What this task involves: For the records below, output each line exactly as it appears, from the first through the line with "Could you tag the short".

(Stored data entries)
.....
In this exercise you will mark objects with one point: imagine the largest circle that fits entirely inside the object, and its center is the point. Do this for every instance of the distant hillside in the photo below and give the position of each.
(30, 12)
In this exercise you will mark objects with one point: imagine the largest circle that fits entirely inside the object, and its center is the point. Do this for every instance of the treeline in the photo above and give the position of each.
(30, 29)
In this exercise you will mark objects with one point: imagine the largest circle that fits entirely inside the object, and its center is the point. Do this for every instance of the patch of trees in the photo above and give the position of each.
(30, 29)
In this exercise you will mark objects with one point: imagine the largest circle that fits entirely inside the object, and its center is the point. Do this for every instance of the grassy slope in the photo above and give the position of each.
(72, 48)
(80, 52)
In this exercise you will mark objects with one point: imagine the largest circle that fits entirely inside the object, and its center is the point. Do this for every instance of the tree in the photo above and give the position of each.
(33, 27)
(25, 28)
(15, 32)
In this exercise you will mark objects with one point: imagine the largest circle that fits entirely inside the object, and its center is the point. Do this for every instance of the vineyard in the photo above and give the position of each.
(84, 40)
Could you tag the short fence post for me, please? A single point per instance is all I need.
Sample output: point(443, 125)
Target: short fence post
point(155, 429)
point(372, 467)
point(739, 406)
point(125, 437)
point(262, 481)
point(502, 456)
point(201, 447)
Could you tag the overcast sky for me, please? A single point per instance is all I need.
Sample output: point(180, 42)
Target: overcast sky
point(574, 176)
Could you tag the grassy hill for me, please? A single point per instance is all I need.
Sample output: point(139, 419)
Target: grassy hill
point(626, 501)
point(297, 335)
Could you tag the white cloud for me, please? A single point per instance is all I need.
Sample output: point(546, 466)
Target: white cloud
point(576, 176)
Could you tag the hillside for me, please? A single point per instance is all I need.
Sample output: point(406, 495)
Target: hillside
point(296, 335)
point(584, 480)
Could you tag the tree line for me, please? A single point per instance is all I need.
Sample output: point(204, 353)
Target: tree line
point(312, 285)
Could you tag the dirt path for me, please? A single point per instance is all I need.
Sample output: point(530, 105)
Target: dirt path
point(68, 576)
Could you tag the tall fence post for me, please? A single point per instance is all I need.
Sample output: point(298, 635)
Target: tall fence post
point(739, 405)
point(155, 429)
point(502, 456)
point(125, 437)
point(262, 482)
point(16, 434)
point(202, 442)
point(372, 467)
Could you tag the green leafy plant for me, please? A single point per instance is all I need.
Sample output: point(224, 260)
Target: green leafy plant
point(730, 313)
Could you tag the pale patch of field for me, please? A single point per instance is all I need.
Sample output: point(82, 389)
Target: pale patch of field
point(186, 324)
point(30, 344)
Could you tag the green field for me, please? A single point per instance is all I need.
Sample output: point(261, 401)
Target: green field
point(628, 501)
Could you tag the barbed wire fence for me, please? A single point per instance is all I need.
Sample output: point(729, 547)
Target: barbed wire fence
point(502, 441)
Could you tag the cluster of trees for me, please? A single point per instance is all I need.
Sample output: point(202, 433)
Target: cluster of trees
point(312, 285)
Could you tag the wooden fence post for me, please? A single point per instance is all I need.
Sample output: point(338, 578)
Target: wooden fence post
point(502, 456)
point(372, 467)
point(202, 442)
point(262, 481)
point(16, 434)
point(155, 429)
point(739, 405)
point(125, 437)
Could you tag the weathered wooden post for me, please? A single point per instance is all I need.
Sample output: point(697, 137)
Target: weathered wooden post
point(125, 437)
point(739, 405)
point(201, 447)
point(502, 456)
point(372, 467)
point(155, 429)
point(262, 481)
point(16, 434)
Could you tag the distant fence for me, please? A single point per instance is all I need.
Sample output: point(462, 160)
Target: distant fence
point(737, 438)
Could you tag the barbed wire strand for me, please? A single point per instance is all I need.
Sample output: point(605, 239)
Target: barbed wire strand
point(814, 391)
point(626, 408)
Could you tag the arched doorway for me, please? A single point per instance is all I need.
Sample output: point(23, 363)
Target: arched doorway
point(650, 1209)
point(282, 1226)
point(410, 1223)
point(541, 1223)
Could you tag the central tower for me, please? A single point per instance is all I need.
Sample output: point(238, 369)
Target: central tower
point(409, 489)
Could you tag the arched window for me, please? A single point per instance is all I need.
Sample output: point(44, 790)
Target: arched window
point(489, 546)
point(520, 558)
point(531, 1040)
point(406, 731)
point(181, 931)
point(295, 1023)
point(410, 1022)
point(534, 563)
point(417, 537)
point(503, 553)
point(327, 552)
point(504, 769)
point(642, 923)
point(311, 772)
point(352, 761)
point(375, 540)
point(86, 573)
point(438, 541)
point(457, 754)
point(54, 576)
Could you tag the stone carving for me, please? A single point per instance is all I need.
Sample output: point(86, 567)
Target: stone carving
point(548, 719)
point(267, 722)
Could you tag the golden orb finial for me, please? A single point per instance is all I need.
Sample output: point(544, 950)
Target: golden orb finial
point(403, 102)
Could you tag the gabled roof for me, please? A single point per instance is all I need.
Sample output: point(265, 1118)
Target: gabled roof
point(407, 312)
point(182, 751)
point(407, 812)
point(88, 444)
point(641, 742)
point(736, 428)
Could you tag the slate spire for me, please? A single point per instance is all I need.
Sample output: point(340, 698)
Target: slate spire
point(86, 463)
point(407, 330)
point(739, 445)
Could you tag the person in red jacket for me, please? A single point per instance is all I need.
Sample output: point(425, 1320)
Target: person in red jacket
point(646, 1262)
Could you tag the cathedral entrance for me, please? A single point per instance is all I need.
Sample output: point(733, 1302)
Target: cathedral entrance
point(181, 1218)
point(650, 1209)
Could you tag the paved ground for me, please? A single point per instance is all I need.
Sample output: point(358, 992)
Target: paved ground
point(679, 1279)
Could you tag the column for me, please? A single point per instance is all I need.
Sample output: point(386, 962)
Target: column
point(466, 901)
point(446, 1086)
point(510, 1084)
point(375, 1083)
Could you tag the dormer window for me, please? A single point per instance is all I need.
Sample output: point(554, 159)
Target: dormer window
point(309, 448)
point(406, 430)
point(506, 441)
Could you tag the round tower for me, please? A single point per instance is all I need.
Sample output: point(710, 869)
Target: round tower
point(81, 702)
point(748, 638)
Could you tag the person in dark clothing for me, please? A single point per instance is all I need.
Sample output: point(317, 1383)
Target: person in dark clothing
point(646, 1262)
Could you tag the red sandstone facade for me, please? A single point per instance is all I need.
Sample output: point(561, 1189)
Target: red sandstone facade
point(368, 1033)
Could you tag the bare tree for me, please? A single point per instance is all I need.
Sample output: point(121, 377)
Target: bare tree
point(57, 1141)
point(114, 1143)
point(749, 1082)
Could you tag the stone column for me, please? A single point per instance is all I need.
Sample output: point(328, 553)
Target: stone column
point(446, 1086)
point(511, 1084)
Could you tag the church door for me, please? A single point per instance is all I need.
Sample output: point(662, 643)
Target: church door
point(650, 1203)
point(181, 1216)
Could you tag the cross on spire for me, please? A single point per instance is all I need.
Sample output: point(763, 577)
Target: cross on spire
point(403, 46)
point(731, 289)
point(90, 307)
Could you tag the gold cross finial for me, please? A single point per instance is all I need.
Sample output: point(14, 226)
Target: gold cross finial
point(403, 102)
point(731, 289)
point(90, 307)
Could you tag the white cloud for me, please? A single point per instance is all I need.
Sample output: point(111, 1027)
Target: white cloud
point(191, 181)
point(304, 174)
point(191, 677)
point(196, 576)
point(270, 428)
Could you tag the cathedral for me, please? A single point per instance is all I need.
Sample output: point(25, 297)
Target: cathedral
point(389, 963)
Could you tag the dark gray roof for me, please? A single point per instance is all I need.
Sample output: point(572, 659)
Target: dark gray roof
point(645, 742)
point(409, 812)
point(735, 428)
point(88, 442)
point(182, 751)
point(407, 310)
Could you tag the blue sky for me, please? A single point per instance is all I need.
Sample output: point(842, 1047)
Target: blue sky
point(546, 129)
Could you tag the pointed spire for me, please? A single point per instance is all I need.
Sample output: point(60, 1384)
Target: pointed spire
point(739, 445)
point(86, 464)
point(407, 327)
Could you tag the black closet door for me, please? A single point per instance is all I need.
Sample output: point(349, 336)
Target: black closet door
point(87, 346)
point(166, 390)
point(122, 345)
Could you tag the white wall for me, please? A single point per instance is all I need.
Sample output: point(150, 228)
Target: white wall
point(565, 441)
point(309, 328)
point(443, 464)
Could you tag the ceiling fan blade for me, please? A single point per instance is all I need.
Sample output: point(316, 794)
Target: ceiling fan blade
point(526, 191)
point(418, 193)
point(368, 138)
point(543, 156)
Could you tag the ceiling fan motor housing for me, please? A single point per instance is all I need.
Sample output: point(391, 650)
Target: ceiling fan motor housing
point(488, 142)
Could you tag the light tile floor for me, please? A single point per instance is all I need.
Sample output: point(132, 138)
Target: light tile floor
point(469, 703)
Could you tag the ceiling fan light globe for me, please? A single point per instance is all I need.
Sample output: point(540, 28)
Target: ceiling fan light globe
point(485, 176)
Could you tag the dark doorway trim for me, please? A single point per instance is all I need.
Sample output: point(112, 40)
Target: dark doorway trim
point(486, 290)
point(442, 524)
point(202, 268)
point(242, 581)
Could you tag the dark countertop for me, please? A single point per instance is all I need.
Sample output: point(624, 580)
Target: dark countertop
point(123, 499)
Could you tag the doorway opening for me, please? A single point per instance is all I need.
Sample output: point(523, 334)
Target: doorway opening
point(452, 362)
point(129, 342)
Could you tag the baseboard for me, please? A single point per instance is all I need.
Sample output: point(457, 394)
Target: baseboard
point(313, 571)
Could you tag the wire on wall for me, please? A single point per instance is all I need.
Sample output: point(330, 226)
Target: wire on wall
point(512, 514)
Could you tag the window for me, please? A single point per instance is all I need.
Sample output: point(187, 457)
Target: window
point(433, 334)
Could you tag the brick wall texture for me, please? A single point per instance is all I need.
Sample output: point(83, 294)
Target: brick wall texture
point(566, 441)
.....
Completed exercise:
In this exercise you will mark objects with one point: imagine the largest circle that fits entirely inside the object, and its center is the point. Do this for every instance of the distant hillside in the photo below and give the position of each.
(30, 12)
In this exercise you will mark objects with one point: imagine the largest circle that fits entirely inside the object, and its center is the point. Do this for every instance of the treeline in the photo above and give the position of each.
(30, 29)
In this exercise you will mark objects with one point: imagine the largest circle that fits entirely inside the object, and its center is the point. Do this for every instance of the patch of trees in the photo above and give the position of each.
(30, 29)
In this exercise you will mark objects with one point: imagine the largest circle that fits entirely inside the object, and its center is the point. Do this for every instance of the grassy slope in the photo above and give the position of each.
(72, 48)
(80, 52)
In this exercise you will mark objects with one point: imagine the largest circle that fits entirely inside the object, and its center is the point. Do this for every instance of the tree in the photo above and give the position of each.
(33, 27)
(25, 28)
(15, 32)
In this exercise you will mark objects with one point: imagine the largest circle that fits entirely inside the object, and its center is the point. Do this for every instance of the vineyard in the photo above and give the position of each.
(84, 40)
Could you tag the short fence post for me, please? A single point per instance is all I need.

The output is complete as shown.